* [The task] Take the records below and write them out again exactly.

[Point-per-instance localization data]
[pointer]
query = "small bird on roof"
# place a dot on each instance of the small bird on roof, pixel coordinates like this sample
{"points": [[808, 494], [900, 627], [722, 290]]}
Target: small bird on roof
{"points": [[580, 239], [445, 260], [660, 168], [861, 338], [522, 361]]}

* [Expected answer]
[pointer]
query = "small bird on roof"
# place a dot on each instance of the small bird on roof, pixel coordinates like this sample
{"points": [[808, 494], [900, 627], [722, 290]]}
Target: small bird on roof
{"points": [[580, 239], [445, 260], [660, 168], [861, 338], [522, 361]]}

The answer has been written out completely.